[AIM OF THE EXERCISE] Transcribe every entry below word for word, but skip the pictures.

◇ ◇ ◇ ◇ ◇

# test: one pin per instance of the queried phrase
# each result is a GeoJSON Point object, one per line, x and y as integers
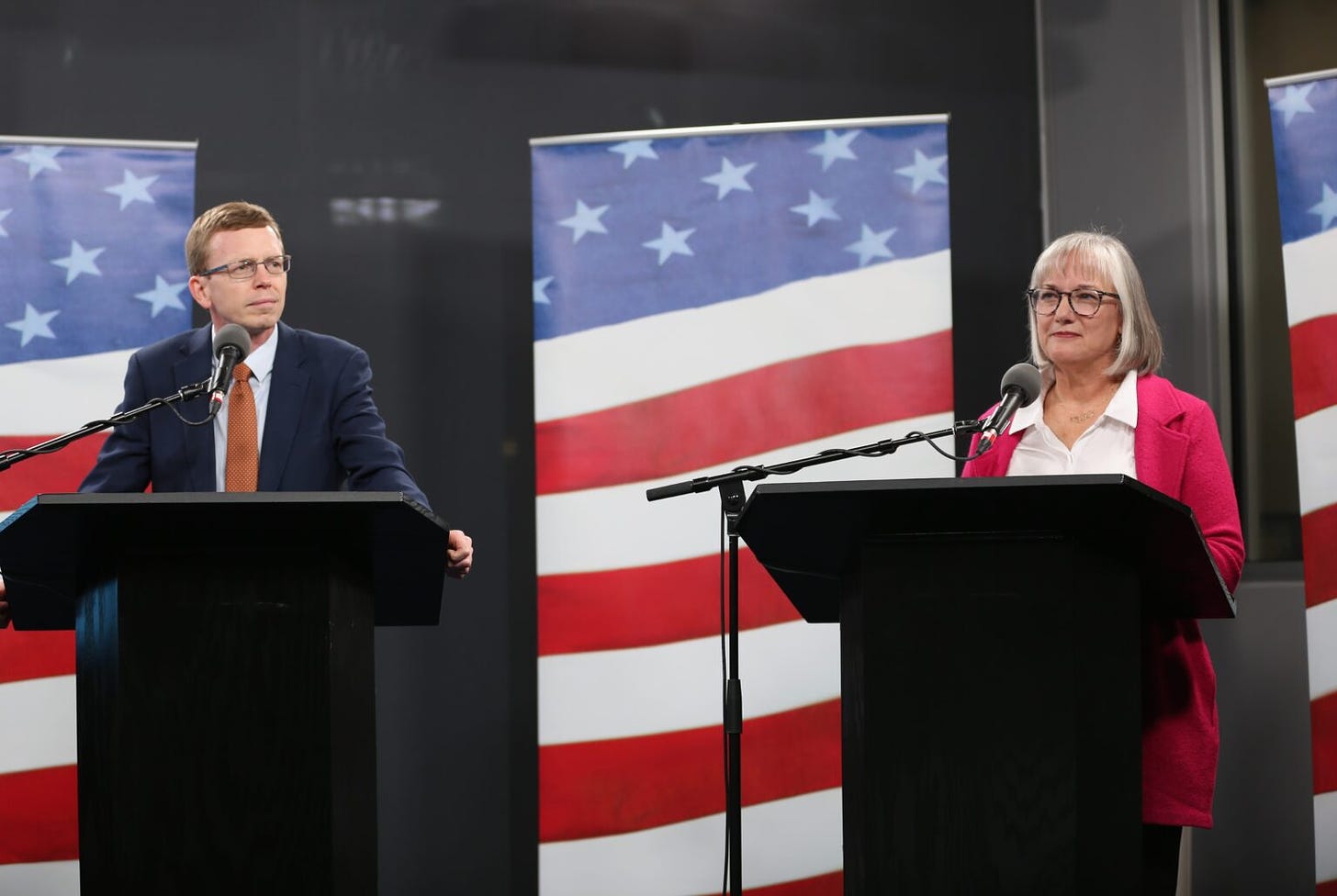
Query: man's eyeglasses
{"type": "Point", "coordinates": [1084, 302]}
{"type": "Point", "coordinates": [245, 269]}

◇ ◇ ◇ ◇ ◇

[RESPONSE BELOW]
# test: one pin per instance of the queried phrase
# each result is a GeoJSON Point object, one per line, x and y as integers
Query: man's eyeglasses
{"type": "Point", "coordinates": [1084, 302]}
{"type": "Point", "coordinates": [245, 269]}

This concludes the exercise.